START Material shown
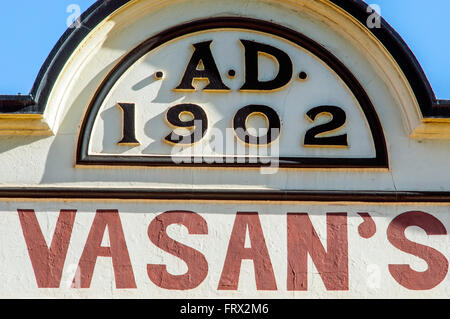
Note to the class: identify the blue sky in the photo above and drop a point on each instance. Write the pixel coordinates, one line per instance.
(29, 29)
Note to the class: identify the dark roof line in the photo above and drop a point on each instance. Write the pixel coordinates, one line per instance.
(35, 102)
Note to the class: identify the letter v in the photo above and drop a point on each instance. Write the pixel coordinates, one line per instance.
(47, 263)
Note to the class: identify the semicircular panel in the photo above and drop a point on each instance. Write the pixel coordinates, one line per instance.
(231, 92)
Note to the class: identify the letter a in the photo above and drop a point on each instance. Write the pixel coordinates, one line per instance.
(202, 67)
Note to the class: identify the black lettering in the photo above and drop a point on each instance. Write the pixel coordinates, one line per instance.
(202, 67)
(128, 127)
(198, 124)
(240, 124)
(338, 119)
(252, 51)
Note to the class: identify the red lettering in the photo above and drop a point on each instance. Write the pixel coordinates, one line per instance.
(437, 263)
(123, 271)
(47, 263)
(196, 262)
(332, 264)
(264, 275)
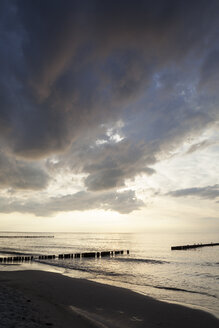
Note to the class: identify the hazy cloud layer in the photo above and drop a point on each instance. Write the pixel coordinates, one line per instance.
(209, 192)
(123, 203)
(70, 71)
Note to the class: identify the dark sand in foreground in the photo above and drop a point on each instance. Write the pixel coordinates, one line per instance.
(43, 299)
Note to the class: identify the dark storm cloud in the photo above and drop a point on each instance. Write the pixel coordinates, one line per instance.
(71, 69)
(199, 146)
(81, 62)
(209, 192)
(123, 203)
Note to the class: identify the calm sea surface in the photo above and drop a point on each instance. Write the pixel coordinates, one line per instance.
(189, 277)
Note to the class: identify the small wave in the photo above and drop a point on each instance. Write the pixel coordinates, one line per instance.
(184, 290)
(149, 261)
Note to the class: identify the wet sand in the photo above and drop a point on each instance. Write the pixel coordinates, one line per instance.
(43, 299)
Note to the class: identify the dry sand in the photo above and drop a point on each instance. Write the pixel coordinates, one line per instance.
(44, 299)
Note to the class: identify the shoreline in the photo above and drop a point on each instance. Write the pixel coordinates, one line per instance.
(53, 299)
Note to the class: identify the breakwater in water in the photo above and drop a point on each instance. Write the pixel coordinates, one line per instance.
(62, 256)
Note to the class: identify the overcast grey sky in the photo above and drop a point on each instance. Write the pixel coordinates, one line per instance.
(109, 109)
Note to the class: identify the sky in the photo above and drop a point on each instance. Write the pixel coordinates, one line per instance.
(109, 115)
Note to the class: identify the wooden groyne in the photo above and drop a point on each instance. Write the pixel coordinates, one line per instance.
(184, 247)
(62, 256)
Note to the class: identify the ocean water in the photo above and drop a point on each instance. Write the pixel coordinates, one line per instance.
(189, 277)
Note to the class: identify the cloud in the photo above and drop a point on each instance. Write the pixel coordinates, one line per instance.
(209, 192)
(71, 71)
(123, 202)
(75, 65)
(199, 146)
(21, 175)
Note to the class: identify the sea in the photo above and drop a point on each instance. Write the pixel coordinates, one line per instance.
(187, 277)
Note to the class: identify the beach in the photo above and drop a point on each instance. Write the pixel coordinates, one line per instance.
(40, 299)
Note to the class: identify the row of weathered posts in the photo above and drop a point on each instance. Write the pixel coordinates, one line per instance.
(62, 256)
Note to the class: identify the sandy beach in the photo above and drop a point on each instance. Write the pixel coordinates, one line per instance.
(40, 299)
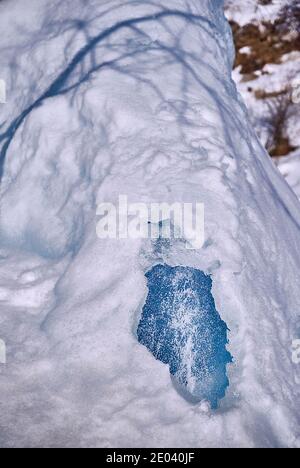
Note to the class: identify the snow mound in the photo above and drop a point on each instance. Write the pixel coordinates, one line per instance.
(181, 327)
(135, 98)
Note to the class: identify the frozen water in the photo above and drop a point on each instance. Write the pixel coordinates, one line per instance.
(135, 98)
(181, 327)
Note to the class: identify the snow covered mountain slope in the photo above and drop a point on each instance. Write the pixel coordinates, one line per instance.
(135, 98)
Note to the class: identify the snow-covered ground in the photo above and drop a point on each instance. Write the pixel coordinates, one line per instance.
(271, 79)
(136, 98)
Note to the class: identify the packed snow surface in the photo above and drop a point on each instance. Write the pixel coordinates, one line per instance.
(135, 98)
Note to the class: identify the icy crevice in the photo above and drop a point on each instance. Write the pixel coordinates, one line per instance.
(182, 328)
END Material shown
Exercise directions: Express all the records above as a two-column CSV with the headers label_text and points, giving every line that starts with "Note to the class" its own row with that line and the coordinates listed under it. Put each value in one quoted field, turn line breaks into spaces, and leave the pictures out.

Exercise solution:
label_text,points
"Note to the class: identify the blue sky in the photo above and drop a point on each instance. Write the pixel coordinates, one line per instance.","(29, 29)"
"Note to the class: identify the dark roof line in the photo above and drop a point on each instance. Write the pixel coordinates, one line per instance.","(35, 102)"
"Note to the class: identify the letter v in the photo above and drop a point on each instance. Write the pixel coordinates, one line per instance.","(47, 263)"
"Note to the class: identify the semicircular panel in the photo above and drop a point on each instance. Write the pixel coordinates, one line per instance.","(231, 92)"
"Note to the class: identify the letter a in the photo above and drop a point on each instance. Write the pixel coordinates, one line per instance.","(202, 67)"
"Note to the class: identify the black lettering in the photo above and drop a point on each instance. Write the pixel coordinates, one line per instance.","(202, 67) (128, 127) (198, 124) (240, 124) (338, 119) (252, 51)"
"Note to the class: identify the red lettering in the photo above and drop a point on each instance. Write the pixel coordinates, one line per instance.","(437, 263) (123, 271) (47, 263) (196, 262) (332, 264) (264, 275)"
"Note to the class: identify the hazy cloud layer in the photo above and drop a point on each instance. Write the pixel coordinates, one line per instance.","(209, 192) (123, 203) (70, 71)"
"Note to the class: identify the dark sand in foreground in the photo above and drop a point on each instance. Write the pixel coordinates, one line per instance.","(43, 299)"
"Note to the class: identify the dark storm cloud in the photo above and drop a point on each instance. Write the pixel coordinates, one line per instance.","(71, 69) (199, 146) (81, 62) (209, 192) (123, 203)"
"Note to the class: identify the calm sea surface in the photo above and drop a point on each instance. Write the pixel coordinates, one line per instance.","(189, 277)"
"Note to the class: identify the small wave in the photo above and drop a point on each instance. Write the pixel coordinates, one line per instance.","(184, 290) (149, 261)"
"Note to the class: identify the wet sand in the photo above and drop a point on each instance. Write the pixel coordinates, one line per instance.","(43, 299)"
"Note to the class: identify the dry sand in the photo above and drop a point on each instance. Write the pixel coordinates, one line per instance.","(44, 299)"
"Note to the class: identify the shoreline in the photo above and drop a point on each instance. Write the pixel coordinates, one line per instance.","(53, 299)"
"Note to the class: identify the breakwater in water in the photo above and drop a point on each instance. Write the pixel coordinates, one line per instance.","(62, 256)"
"Note to the class: identify the overcast grey sky in the photo above and drop a point on each instance. Write the pixel coordinates, one line per instance.","(109, 109)"
"Note to the class: identify the sky in the photo above and drop a point on each instance. Write the pixel coordinates, one line per instance.","(109, 115)"
"Note to the class: identify the wooden groyne in the photo above and drop a point on each instance. Write the pixel coordinates, one line per instance.","(184, 247) (62, 256)"
"Note to the class: identify the ocean water in the photo above and drop a point on each instance. Write the pixel coordinates, one line per instance.","(189, 277)"
"Note to the class: identify the cloud in the photo above and drop a point on each instance. Write the pixel coordinates, one line per instance.","(209, 192) (71, 71) (123, 202) (75, 65) (199, 146) (21, 175)"
"Note to the class: identify the sea in the photo above and drop a point on each instance. Write the pixel coordinates, one line per instance.","(187, 277)"
"Note to the class: identify the beach in the photo above and drop a point on each instance. Write the pixel coordinates, one line per instance.","(40, 299)"
"Note to the class: identify the row of weathered posts in the photo above and drop a point on each instance. Write the pixel coordinates, one line per instance.","(62, 256)"
"Note to the class: identify the sandy beach in the photo above and drop a point on each instance. Write the pixel coordinates, one line per instance.","(40, 299)"
"Note to the class: identify the snow mound in the photo above and drop a point on each instance. Write the pixel coordinates, one line per instance.","(181, 327) (135, 98)"
"Note to the class: identify the frozen water in the photo above and drop a point on each instance. Write the pixel coordinates, one line per instance.","(135, 98) (181, 327)"
"Note to the class: identify the snow covered mountain slope in the photo above and drop a point on each instance. Write the pixel coordinates, one line per instance.","(135, 98)"
"Note to the class: identify the snow-covered ground in the photo above and drop a point on each instance. Write the pixel coordinates, one line per instance.","(271, 79) (136, 98)"
"Note to the class: identify the packed snow surface in the photo above and drop a point on each instance. Write the pixel coordinates, one line per instance.","(135, 98)"
"Note to the class: identify the icy crevice in the photo above and drop a point on each instance. Write the pixel coordinates, one line per instance.","(182, 328)"